● **EXERCISE DIRECTIONS**
Write the records below out again word for word, with the pictures removed.
[LISTED ENTRIES — start]
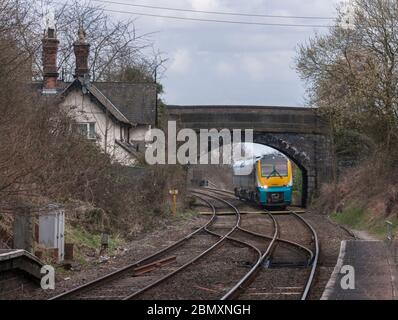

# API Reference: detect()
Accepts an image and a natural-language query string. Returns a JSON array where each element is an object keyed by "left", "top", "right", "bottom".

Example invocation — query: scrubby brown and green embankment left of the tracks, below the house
[{"left": 0, "top": 167, "right": 191, "bottom": 271}]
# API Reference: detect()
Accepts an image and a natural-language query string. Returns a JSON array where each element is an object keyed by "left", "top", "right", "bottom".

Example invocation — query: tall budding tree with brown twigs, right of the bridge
[{"left": 297, "top": 0, "right": 398, "bottom": 150}]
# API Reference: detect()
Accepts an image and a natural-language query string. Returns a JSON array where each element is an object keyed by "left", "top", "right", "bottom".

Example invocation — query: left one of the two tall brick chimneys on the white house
[{"left": 42, "top": 28, "right": 59, "bottom": 94}]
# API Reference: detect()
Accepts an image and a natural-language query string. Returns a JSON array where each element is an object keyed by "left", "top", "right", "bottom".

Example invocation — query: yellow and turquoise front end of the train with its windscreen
[{"left": 256, "top": 154, "right": 293, "bottom": 207}]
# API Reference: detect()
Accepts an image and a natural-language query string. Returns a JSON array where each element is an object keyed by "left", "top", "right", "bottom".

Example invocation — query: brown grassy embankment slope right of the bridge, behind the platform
[{"left": 314, "top": 156, "right": 398, "bottom": 239}]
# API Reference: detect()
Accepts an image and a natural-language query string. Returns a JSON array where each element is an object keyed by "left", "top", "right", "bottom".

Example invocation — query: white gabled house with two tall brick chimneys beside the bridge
[{"left": 36, "top": 28, "right": 157, "bottom": 165}]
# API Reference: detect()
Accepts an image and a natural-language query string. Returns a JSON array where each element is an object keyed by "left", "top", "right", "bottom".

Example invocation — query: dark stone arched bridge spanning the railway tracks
[{"left": 167, "top": 105, "right": 332, "bottom": 205}]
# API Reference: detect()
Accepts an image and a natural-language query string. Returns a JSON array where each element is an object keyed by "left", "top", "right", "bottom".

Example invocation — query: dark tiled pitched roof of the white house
[{"left": 33, "top": 78, "right": 156, "bottom": 125}]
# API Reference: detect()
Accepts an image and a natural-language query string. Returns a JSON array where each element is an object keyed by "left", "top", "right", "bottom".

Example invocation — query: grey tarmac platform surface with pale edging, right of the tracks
[{"left": 321, "top": 240, "right": 398, "bottom": 300}]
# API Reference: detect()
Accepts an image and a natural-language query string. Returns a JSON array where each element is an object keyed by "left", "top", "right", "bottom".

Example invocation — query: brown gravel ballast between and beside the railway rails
[{"left": 8, "top": 191, "right": 352, "bottom": 300}]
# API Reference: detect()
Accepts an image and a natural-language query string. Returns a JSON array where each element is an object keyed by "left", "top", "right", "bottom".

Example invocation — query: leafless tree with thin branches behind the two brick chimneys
[{"left": 11, "top": 0, "right": 162, "bottom": 81}]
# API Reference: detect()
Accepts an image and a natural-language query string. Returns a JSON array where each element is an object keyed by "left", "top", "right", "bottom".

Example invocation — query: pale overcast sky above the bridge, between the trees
[{"left": 84, "top": 0, "right": 340, "bottom": 106}]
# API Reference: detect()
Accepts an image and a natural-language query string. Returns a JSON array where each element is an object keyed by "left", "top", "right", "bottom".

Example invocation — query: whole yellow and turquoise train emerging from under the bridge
[{"left": 233, "top": 153, "right": 293, "bottom": 208}]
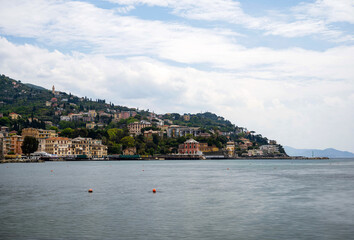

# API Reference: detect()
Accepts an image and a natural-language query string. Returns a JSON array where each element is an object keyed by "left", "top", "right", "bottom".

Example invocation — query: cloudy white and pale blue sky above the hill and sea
[{"left": 0, "top": 0, "right": 354, "bottom": 152}]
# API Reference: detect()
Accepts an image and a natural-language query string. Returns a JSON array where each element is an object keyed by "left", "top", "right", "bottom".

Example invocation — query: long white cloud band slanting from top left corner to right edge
[{"left": 0, "top": 0, "right": 353, "bottom": 76}]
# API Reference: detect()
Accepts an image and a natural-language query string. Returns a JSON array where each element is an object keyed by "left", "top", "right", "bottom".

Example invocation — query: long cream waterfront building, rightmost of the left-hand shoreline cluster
[{"left": 71, "top": 137, "right": 107, "bottom": 158}]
[LISTED ENTRIES — finish]
● **OUTPUT OF THE TASK**
# API Reference: detect()
Accepts an image and a natural-language query string. Returns a JSON array where each element is an object keyed by "left", "top", "right", "bottom".

Example invocation — query: scrubby brown and green embankment left of the tracks, below the house
[{"left": 0, "top": 167, "right": 191, "bottom": 271}]
# API Reference: detect()
Accepts an image and a natural-language query string. Returns a JSON array where each element is an object keyed by "left", "top", "right", "bottom".

Example invocation — query: tall budding tree with brown twigs, right of the bridge
[{"left": 297, "top": 0, "right": 398, "bottom": 150}]
# API Reference: detect()
Accepts an image and a natural-language query string. Returns a JSON array where each element is an object keyed by "left", "top", "right", "bottom".

Example invocation — query: left one of the two tall brick chimneys on the white house
[{"left": 42, "top": 28, "right": 59, "bottom": 94}]
# API Reference: detect()
Accepts an image and a natural-language query string. Returns a JSON array where each element is an object keyed by "left", "top", "right", "bottom".

Example invocation — query: yellow and turquoise front end of the train with its windscreen
[{"left": 256, "top": 154, "right": 293, "bottom": 207}]
# API Reference: detect()
Accepts an image and a natural-language query string. Returns a JSON array where each element is an object keyed by "left", "top", "right", "bottom".

Example invocation — query: brown grassy embankment slope right of the bridge, behind the platform
[{"left": 314, "top": 156, "right": 398, "bottom": 239}]
# API Reference: detect()
Accepts an image and a natural-language query string. Returns a JSON array where each element is an object keyed by "left", "top", "right", "bottom".

Example invocation — query: white gabled house with two tall brick chimneys beside the bridge
[{"left": 36, "top": 28, "right": 157, "bottom": 165}]
# API Reference: detect()
Accepts an image and a natural-language query string. Returns a JSON array where each element is an object keyed by "left", "top", "right", "bottom".

Example invocation — query: dark stone arched bridge spanning the railway tracks
[{"left": 167, "top": 105, "right": 332, "bottom": 205}]
# API Reference: detect()
Accepts an image and a natural-language query string. Returns a JSON array where each element is an object keyed by "left", "top", "right", "bottom".

Example invocation — query: dark tiled pitched roof of the white house
[{"left": 33, "top": 78, "right": 156, "bottom": 125}]
# API Reference: detect()
Accepts an image and a natural-language query string. Returns a JSON array where each element is an object keyed by "left", "top", "right", "bottom".

Example invocation — query: grey tarmac platform surface with pale edging, right of the tracks
[{"left": 321, "top": 240, "right": 398, "bottom": 300}]
# API Reference: detect()
Accepts an image and a natural-language query string. Returns a JSON array where each element is an object keyed by "left", "top", "right", "bottom".

Example invocation — query: brown gravel ballast between and beside the railway rails
[{"left": 8, "top": 191, "right": 352, "bottom": 300}]
# API Reference: detect()
Accepts an image and a natural-language query string. Returns a JSON array where each element is an object keyed by "left", "top", "right", "bottom".

Example invocation — query: leafless tree with thin branches behind the two brick chimneys
[{"left": 11, "top": 0, "right": 162, "bottom": 81}]
# API Reference: detect()
Accepts an image and a natural-language query string. Returns a JSON array where each element is an object keyed by "left", "top", "right", "bottom".

Example invocation — query: pale overcast sky above the bridge, between the trees
[{"left": 84, "top": 0, "right": 340, "bottom": 106}]
# API Reference: detect()
Accepts an image and a natural-language query string. Returns a JSON array where each element is an object keyed by "left", "top", "right", "bottom".

Example invocation — query: whole yellow and turquoise train emerging from under the bridge
[{"left": 233, "top": 153, "right": 293, "bottom": 208}]

# API Reference: detect()
Accepts an image and a natural-language query string. Returns a JSON array where each element is an object keyed by "left", "top", "right", "bottom".

Example invocation — query: cloudy white and pale blue sky above the hill and sea
[{"left": 0, "top": 0, "right": 354, "bottom": 152}]
# API Reference: detect()
Accepts an image and a natural-language query string. Returns a JSON array where each element is an object keyed by "left", "top", "right", "bottom".

Example invocation — query: long white cloud band slanting from top left corner to right edge
[{"left": 0, "top": 0, "right": 353, "bottom": 76}]
# API Reference: detect()
Accepts an image and a natural-language query string. Returns a JSON array where each element is an object keyed by "left", "top", "right", "bottom".

Example invocation — query: long cream waterfront building, rightmost of the left-hand shoreline cluster
[{"left": 71, "top": 137, "right": 107, "bottom": 158}]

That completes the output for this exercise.